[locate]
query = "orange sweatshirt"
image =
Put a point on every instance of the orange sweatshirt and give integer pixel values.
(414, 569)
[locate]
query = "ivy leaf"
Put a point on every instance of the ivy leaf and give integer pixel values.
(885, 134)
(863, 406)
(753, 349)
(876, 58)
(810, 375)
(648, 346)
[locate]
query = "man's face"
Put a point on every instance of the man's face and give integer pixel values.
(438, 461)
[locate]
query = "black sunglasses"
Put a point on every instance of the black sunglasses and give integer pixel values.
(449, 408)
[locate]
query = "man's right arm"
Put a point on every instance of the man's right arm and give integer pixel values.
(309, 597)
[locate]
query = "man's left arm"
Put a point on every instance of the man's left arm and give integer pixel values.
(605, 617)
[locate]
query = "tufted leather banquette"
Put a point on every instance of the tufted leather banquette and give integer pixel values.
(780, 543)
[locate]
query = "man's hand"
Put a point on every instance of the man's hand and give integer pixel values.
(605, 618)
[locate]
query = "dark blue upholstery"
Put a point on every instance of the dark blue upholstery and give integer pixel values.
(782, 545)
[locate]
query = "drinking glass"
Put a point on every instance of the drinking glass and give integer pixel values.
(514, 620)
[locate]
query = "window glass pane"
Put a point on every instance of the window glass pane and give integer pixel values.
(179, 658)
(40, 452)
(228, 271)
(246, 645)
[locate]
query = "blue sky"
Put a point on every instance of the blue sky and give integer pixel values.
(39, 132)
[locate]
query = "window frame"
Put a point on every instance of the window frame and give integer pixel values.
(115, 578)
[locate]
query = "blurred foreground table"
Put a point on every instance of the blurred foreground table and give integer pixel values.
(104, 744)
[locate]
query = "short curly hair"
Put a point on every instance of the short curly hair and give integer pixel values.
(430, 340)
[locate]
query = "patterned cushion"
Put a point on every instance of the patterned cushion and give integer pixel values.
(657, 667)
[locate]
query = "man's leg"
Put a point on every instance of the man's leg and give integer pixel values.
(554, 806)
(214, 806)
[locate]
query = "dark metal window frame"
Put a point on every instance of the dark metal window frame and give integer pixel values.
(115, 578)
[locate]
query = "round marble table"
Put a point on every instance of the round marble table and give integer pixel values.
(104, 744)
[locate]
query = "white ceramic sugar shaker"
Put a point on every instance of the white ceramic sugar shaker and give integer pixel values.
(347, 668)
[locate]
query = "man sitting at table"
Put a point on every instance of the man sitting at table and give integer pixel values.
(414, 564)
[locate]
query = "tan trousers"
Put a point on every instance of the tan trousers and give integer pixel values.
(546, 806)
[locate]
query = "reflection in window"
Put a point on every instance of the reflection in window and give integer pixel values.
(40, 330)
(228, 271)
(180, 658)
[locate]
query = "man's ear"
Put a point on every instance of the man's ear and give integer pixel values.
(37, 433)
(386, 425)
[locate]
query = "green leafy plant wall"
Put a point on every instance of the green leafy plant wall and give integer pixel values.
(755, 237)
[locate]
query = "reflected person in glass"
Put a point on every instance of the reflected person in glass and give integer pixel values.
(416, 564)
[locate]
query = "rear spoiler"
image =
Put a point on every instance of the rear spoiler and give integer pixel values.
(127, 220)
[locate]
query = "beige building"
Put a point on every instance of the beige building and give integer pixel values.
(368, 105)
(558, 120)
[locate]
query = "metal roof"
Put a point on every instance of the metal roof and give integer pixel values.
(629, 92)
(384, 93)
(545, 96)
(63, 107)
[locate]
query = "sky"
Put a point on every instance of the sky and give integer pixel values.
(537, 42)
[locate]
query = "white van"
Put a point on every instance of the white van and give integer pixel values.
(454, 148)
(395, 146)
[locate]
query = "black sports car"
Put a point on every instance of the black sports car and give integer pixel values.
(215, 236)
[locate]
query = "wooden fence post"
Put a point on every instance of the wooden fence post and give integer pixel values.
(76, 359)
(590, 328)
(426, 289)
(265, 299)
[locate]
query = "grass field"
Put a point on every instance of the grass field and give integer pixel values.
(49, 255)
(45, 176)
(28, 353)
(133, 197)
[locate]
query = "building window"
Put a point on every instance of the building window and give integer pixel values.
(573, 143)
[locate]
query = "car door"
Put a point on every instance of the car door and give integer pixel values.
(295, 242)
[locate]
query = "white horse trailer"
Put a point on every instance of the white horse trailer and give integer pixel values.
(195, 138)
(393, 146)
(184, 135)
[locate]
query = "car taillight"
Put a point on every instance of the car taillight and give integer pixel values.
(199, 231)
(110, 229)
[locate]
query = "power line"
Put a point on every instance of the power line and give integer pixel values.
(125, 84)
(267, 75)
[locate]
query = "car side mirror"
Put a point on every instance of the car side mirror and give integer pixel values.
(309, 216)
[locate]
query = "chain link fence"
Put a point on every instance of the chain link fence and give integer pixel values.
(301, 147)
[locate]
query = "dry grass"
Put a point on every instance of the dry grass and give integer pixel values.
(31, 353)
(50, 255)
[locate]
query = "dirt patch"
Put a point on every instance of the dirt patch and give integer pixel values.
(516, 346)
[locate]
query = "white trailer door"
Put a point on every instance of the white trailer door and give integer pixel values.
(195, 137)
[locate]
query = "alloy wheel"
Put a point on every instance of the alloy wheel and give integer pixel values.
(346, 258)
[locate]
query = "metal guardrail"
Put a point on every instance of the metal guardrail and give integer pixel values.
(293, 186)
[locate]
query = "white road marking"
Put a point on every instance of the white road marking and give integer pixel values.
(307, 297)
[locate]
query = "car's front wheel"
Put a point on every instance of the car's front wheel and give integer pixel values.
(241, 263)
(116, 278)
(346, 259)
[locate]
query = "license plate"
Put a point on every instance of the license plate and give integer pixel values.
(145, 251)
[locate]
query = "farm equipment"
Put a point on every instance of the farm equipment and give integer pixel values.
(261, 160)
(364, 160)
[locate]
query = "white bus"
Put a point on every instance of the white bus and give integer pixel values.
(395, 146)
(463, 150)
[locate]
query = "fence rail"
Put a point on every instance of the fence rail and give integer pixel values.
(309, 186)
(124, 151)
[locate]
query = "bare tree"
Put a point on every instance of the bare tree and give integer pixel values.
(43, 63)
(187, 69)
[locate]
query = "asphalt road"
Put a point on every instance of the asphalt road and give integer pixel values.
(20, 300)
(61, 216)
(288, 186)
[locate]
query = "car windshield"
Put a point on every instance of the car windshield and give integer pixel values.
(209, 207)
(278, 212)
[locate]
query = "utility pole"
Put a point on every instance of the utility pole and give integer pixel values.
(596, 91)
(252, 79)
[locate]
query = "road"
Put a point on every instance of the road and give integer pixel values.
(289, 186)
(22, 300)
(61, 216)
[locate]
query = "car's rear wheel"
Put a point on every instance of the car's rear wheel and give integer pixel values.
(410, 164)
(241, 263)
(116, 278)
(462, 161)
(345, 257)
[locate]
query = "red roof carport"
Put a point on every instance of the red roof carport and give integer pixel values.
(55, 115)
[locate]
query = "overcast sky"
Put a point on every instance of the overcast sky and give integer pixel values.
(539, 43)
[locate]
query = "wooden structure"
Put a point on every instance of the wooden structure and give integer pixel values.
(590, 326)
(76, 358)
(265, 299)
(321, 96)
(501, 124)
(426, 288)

- _Work to complete_: Everything in the material should be repeated exactly as written.

- _Exercise answer_:
[locate]
query = "orange sweatshirt"
image =
Put a point on every instance of the orange sweatshirt and give integer pixel values.
(414, 569)
[locate]
query = "ivy leaf"
Put a point on every instance of the ivy leaf and give integer pixel values.
(885, 134)
(863, 406)
(753, 349)
(876, 58)
(810, 375)
(648, 346)
[locate]
query = "man's face"
Put a point on every instance of the man's face and give integer pixel values.
(438, 461)
[locate]
query = "black sunglasses"
Put a point on every instance of the black sunglasses and give integer pixel values.
(449, 408)
[locate]
query = "man's right arm"
Put a point on every instance of the man's right arm and give integer pixel values.
(309, 597)
[locate]
query = "man's left arm"
Put a point on every instance of the man's left arm and give integer pixel values.
(605, 617)
[locate]
query = "tufted leather banquette"
Put a point on every instance of the tufted leather banquette and give integer pixel values.
(780, 543)
[locate]
query = "man's hand"
Put a point on every instance of the man's hand and give integer pixel values.
(605, 618)
[locate]
query = "dark blue upholstery"
Put a point on every instance of the dark blue upholstery and give integer pixel values.
(782, 545)
[locate]
query = "drinking glass"
Put a point on every instance of the drinking glass and give integer pixel values.
(514, 620)
[locate]
query = "window glass pane"
Put a point on every instance of the window glass pane and give integer pixel values.
(179, 658)
(40, 452)
(228, 271)
(246, 645)
[locate]
query = "blue sky"
Put a point on every instance of the blue sky and give integer pixel values.
(39, 132)
[locate]
query = "window frame"
Put a point on every instance of the window frame and give integer pixel values.
(115, 578)
[locate]
query = "blurred foreground table"
Put a point on every instance of the blurred foreground table and give integer pixel values.
(104, 744)
[locate]
query = "short curly hair"
Put a point on every instance of the short curly hair and give integer pixel values.
(430, 340)
[locate]
query = "patterned cushion"
Put a point on every instance of the patterned cushion and give integer pixel values.
(657, 667)
[locate]
query = "man's leg"
Put a point on every instance of the man's leg and give integer pixel values.
(554, 806)
(214, 806)
[locate]
query = "dark metal window frame"
Put a point on every instance of the dark metal window frame and give integer pixel values.
(115, 578)
[locate]
query = "round marble table"
Put a point on every instance of the round marble table and give integer pixel values.
(104, 744)
[locate]
query = "white ceramic sugar shaker"
Put a point on every instance of the white ceramic sugar shaker and give integer pixel values.
(347, 668)
[locate]
query = "man sitting at table"
Put a point on every instance of the man sitting at table and give integer pixel values.
(414, 564)
[locate]
query = "tan trousers"
Put a point on every instance of the tan trousers and give integer pixel values.
(546, 806)
[locate]
query = "reflection in window"
Put a point on every instance of the reflection in window and give integer pixel values.
(40, 330)
(228, 271)
(180, 658)
[locate]
query = "man's ear"
Put a point on every instance of the man's ear and give integer pixel values.
(37, 433)
(386, 425)
[locate]
query = "green leafy plant wall"
Put a point on every instance of the green leafy plant wall and give integer pixel values.
(755, 237)
[locate]
query = "reflected person in glass"
Put a point on every instance of the reflected person in glass and give integer pixel values.
(416, 564)
[locate]
query = "rear spoiler"
image =
Put a point on every instance of the rear spoiler and give integer pixel values.
(127, 220)
[locate]
query = "beige building"
Put a point on every instance of the beige building and give integer pixel values.
(368, 105)
(558, 120)
[locate]
query = "metal roof"
Put a point on every instance of the metal roof and give integer pixel values.
(629, 92)
(384, 93)
(545, 96)
(63, 107)
[locate]
query = "sky"
Put a point on every instance of the sky and give integer pixel values.
(537, 42)
[locate]
query = "white van"
Put a point on every instance of the white van and give integer pixel values.
(454, 148)
(395, 146)
[locate]
query = "black sports car"
Put a point on every instance of the black sports car and give integer pixel values.
(215, 236)
[locate]
query = "wooden fence post"
Put a point on every instance of the wooden fence post and give integer pixel values.
(76, 359)
(590, 328)
(426, 289)
(265, 299)
[locate]
query = "grass field"
Put a point on every instance of the grass field and give integer pixel values.
(49, 255)
(45, 176)
(28, 353)
(133, 197)
[locate]
query = "building window"
Put a point on every instance of the building window and give integer pixel values.
(573, 143)
[locate]
query = "car door"
Put a point on every instance of the car door and give integer pixel values.
(295, 242)
[locate]
query = "white horse trailer"
Put a point on every instance of the white horse trailer and give integer pixel values.
(195, 138)
(393, 146)
(184, 135)
[locate]
query = "car taillight"
Put a point on every instance of the car taillight and give integer pixel values.
(199, 231)
(110, 229)
[locate]
query = "power line"
Put a point on every instance of the power line and give integer pixel values.
(125, 84)
(267, 75)
[locate]
query = "car side mirror"
Put a point on every instance of the car side mirror and give integer pixel values.
(309, 216)
[locate]
query = "chain link fence"
Put a point on every instance of the chain link fence and give integer pixel values.
(301, 147)
[locate]
query = "dry grass"
Put a point on every instance of the dry grass and give integer pixel values.
(31, 353)
(50, 255)
[locate]
query = "dirt patch"
Put a point on every instance of the dirt patch and give integer pixel values.
(516, 346)
[locate]
query = "white trailer door"
Put a point on every instance of the white trailer door and give integer pixel values.
(195, 137)
[locate]
query = "alloy wheel"
Put a point on every instance of the alloy wheel and give integer pixel values.
(346, 258)
[locate]
query = "metal guardrail"
Put a point on every instance of the metal guardrail and give integer pixel values.
(293, 186)
[locate]
query = "white road marking"
Put a point on every instance of the white road marking and give integer pixel values.
(307, 297)
[locate]
query = "car's front wheel"
Put a point on every instance of the car's front wheel and give integer pixel values.
(241, 263)
(116, 278)
(346, 259)
[locate]
query = "license plate"
Put a point on every instance of the license plate and give integer pixel values.
(145, 251)
[locate]
query = "farm equipment"
Put a point on every instance of the farm equipment and give integer pixel values.
(261, 160)
(364, 160)
[locate]
query = "white bus"
Put a point on every instance of the white bus and give integer pixel values.
(395, 146)
(463, 150)
[locate]
query = "fence rail"
Put a point on every instance of the fence rail and give integer pixel values.
(309, 186)
(124, 151)
[locate]
query = "bare tree"
Put a point on every instance of the bare tree and give integer pixel values.
(43, 63)
(187, 69)
[locate]
query = "asphalt road"
Put a point on every instance of the asphalt road and give integer pixel values.
(20, 300)
(61, 216)
(288, 186)
[locate]
query = "car windshield"
Put a point on every instance of the car windshield and give integer pixel values.
(209, 207)
(278, 212)
[locate]
query = "utility pole"
Put a point on every instance of the utility pole and give integer pixel values.
(596, 91)
(252, 79)
[locate]
query = "road"
Put a point on every instance of the road and give integer pixel values.
(289, 186)
(22, 300)
(61, 216)
[locate]
query = "car's rear wheel"
Put a point on every instance of the car's rear wheel and give integer pixel values.
(410, 164)
(241, 263)
(116, 278)
(462, 161)
(345, 257)
[locate]
query = "red roof carport"
Put a point on every instance of the red roof carport and give integer pixel values.
(55, 115)
[locate]
query = "overcast sky"
Put a point on every instance of the overcast sky and give integer pixel values.
(539, 43)
[locate]
query = "wooden structure"
Put a point on every instance of the wooden structure and give integer pixel values.
(590, 326)
(76, 358)
(265, 299)
(321, 96)
(501, 124)
(426, 288)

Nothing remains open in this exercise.